Referring expression pointing data:

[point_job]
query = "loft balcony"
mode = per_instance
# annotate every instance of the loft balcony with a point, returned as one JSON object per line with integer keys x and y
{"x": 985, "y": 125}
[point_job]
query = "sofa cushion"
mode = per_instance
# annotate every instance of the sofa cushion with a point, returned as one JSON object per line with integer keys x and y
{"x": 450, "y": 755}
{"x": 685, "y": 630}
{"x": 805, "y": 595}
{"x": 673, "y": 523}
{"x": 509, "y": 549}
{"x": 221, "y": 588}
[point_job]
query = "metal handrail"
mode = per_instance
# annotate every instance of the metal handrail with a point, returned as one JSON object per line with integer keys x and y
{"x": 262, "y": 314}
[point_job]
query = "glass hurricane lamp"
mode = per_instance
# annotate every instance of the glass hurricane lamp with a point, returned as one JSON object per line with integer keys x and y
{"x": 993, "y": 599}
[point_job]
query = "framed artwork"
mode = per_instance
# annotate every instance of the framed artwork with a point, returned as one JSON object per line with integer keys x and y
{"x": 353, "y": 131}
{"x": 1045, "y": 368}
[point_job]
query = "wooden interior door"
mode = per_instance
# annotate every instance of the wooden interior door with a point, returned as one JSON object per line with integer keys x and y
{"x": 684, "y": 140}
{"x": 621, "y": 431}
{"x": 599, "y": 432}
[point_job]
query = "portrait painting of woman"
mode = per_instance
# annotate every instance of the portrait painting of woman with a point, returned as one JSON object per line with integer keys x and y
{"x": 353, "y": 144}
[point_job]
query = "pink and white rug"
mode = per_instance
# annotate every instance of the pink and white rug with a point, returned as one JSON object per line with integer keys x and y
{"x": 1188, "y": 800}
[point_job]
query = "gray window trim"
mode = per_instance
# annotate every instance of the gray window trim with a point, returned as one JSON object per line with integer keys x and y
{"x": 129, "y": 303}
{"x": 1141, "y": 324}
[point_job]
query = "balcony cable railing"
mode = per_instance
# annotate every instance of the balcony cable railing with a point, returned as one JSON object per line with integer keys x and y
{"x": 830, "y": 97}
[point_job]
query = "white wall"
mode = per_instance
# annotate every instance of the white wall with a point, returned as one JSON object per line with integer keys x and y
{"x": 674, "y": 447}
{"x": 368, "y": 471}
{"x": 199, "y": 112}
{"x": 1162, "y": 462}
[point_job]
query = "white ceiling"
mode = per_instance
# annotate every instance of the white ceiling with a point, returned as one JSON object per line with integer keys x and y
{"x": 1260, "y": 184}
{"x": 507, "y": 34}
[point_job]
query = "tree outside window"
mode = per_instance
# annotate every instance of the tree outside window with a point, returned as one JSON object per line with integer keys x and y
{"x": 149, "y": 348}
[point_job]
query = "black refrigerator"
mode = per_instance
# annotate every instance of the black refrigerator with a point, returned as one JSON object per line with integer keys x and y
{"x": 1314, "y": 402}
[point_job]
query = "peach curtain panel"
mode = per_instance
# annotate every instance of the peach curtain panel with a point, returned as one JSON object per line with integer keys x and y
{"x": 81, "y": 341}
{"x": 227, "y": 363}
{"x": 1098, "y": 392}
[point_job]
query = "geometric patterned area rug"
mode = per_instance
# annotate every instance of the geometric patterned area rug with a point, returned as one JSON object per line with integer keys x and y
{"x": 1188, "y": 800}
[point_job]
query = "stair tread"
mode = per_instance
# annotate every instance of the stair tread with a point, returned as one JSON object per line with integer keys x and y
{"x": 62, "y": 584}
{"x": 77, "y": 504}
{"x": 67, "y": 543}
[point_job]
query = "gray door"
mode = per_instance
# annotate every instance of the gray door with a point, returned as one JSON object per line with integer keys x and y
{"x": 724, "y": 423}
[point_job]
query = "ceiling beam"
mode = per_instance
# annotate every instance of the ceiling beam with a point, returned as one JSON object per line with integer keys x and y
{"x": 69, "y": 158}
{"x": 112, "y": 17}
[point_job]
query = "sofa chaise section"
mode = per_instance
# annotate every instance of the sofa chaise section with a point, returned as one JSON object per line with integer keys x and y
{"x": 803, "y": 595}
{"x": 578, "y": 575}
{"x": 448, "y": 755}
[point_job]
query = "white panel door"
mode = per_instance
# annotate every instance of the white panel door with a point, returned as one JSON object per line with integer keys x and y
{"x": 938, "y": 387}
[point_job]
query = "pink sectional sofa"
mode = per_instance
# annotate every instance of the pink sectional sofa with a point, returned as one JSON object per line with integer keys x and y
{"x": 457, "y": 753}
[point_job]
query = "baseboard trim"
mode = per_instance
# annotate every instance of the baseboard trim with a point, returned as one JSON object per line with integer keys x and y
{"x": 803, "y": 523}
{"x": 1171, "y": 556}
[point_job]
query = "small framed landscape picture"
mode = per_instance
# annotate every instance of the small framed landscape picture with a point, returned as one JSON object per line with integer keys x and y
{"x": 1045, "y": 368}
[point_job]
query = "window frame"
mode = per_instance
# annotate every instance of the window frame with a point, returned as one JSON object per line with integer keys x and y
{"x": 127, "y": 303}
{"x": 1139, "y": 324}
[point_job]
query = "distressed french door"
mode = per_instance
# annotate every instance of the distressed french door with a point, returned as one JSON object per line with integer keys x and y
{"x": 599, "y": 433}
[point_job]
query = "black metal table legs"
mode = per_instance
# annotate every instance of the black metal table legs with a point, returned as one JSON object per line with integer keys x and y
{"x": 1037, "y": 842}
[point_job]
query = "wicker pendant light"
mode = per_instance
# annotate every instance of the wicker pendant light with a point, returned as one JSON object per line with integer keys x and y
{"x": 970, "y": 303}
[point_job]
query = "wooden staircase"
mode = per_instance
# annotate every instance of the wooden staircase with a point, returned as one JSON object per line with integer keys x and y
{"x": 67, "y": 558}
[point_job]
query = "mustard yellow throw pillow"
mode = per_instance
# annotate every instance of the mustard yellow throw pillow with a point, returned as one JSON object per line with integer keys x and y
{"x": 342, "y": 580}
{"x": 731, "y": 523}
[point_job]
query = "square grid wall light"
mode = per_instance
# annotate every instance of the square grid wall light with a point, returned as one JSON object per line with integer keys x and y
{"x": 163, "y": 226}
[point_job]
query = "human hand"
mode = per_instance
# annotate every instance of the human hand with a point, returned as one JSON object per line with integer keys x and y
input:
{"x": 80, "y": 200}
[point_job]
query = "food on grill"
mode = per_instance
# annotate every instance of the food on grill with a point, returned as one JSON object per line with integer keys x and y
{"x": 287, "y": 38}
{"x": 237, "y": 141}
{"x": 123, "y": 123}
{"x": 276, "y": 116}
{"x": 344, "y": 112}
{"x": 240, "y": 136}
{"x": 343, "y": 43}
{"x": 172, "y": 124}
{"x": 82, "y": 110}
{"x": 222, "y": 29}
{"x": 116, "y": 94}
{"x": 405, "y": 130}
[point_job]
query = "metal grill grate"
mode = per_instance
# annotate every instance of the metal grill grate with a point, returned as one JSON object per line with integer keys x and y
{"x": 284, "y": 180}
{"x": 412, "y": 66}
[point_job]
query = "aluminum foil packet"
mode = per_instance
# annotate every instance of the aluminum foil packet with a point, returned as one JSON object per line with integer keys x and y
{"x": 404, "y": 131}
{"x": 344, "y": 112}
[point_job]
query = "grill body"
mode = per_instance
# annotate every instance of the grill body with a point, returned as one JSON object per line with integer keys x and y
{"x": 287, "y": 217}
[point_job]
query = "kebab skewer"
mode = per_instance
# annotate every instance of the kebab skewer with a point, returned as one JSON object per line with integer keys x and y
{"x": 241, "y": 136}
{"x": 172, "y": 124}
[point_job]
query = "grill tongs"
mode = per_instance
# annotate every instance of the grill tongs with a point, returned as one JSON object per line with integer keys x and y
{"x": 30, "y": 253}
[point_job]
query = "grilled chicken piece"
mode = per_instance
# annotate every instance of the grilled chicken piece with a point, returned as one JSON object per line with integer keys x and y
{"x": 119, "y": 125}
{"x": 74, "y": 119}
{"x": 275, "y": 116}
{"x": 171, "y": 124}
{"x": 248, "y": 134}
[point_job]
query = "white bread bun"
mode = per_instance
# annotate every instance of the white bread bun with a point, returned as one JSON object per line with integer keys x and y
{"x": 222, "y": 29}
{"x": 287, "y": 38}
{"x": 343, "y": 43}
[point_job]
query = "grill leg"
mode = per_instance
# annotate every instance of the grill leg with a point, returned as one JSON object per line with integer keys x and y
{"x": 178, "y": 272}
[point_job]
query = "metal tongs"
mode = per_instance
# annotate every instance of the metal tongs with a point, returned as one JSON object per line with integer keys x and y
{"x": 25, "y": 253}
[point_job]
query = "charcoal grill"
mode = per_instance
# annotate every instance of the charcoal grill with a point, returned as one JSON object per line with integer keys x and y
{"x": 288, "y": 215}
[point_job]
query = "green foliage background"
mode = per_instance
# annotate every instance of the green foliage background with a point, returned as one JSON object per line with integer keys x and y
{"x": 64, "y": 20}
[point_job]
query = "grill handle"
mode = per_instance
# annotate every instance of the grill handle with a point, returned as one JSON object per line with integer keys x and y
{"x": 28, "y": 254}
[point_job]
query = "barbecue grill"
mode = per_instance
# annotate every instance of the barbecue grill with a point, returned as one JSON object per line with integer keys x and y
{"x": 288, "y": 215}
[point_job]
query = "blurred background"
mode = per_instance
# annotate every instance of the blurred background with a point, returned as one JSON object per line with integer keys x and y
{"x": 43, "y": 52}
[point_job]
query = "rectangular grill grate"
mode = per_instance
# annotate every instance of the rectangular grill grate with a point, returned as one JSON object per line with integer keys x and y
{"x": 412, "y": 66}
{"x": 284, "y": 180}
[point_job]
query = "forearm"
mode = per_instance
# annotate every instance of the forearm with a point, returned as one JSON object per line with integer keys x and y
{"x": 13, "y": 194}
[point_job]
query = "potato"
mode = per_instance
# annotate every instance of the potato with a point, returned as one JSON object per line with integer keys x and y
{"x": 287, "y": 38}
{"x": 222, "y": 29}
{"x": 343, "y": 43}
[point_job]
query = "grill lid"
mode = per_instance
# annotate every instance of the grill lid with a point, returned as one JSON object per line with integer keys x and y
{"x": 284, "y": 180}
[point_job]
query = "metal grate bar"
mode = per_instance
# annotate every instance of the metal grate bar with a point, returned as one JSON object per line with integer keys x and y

Work instruction:
Your answer should consist of copies of the lines above that include the string "human".

Solution for this problem:
query = "human hand"
# annotate every instance of the human hand with a point, returned as one JSON object per line with integer keys x and y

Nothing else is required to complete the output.